# [Exercises to complete]
- A) Reproduce the passage of the community care policy text starting with "The New Brunswick" and going on through "in this sector.".
- B) Pick up the commentary on the NDP's community care policy after its last sentence and keep writing.

# [Text for analysis]
[Start of section]
Community Based Health and Social Services Sector

0
7 years ago
community-based-health-and-social-services-sector

The recent NDP policy proposal directed at our sector says “the government should study the best way to create a Community Care public agency to replace the myriad of agencies that currently exist so that it gives the province the accountability and transparency we need, creates uniform standards, and allows the workers in this industry to become public servants and earn living wages. We will implement such a public agency within our first mandate as government.”

“Finally, upon election we will apply pay equity legislation to this important sector so that, along with the announced introduction of an increase to a $15 minimum wage, the wages of those providing home care and community care services will be improved.

The New Brunswick government’s approach to the delivery of seniors and community care is to rely on patch work quilt of hundreds of agencies, some non-profit, some for-profit but all delivering services with inadequate standards and almost invariably at low wages with no benefits. This industry is plagued by high turnover and shortages.

It is perhaps not surprising that women are in the large majority in this sector.

This is in stark contrast to the excellent service provided by the government Extra Mural program which provides for medical needs of clients in their homes, and up until last year was run by our health care authorities as a public institution with union wages and benefits.”

Commentary:

This is the strongest policy statement of any party yet addressing the situation in our community based health and social services sector. The NDP and their leader should be commended in being so thorough and forthright in trying to think through and propose such a policy. As a thought experiment it is highly useful as it motivates a continuation of a discussion that some involved in the sector have been having over the past several years. My personal comments here are restricted to the three bolded portions of the statement and are for careful reflection and discussion purposes among everyone concerned and committed to the well-being of this service sector and the NBers who depend upon it, many as a matter of ‘life and death’.

  1. ‘To replace the myriad of agencies’ – with one public agency needs careful questioning. There are agencies that have been providing quality services for some time often under very difficult circumstances. I would suggest that rather than propose a blanket replacement, instead a coordinating authority be established that has some degree of authority over standards, training requirements, and wages and benefits, while leaving actual delivery to agencies that can operate effectively according to the general rules negotiated among government, agency organizations, worker organizations, and this public authority.
[End of section]
# [Available data]
[Start of section]
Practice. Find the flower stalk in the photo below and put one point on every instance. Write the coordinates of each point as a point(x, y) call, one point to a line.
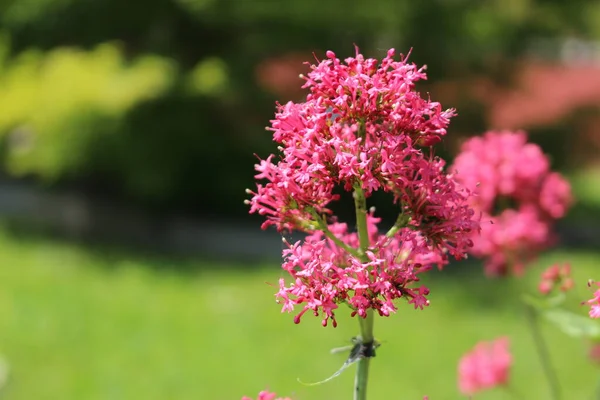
point(543, 353)
point(366, 324)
[End of section]
# [Answer list]
- A)
The New Brunswick government’s approach to the delivery of seniors and community care is to rely on patch work quilt of hundreds of agencies, some non-profit, some for-profit but all delivering services with inadequate standards and almost invariably at low wages with no benefits. This industry is plagued by high turnover and shortages.

It is perhaps not surprising that women are in the large majority in this sector.

- B)
  1. ‘Implement such a public agency’ within our first mandate as government’. I refer to this proposal as a ‘useful thought experiment’ but unlikely to become government policy as stated anytime soon given that presently support for this line of thinking is running at best at about 9% of the electorate according to most assessments/estimates. Though the analysis of the sector problems especially regarding working conditions and worker turnover is on the mark in my view, the remedy proposed raises important questions and requires more discussion and constructive debate. There is the real question of whether a straightforward extension of the government bureaucracy is the best approach to restructuring this sector – would it be more cost-effective? Are there alternative ways of restructuring the sector that builds on the good things that already exist in this sector of which there are many?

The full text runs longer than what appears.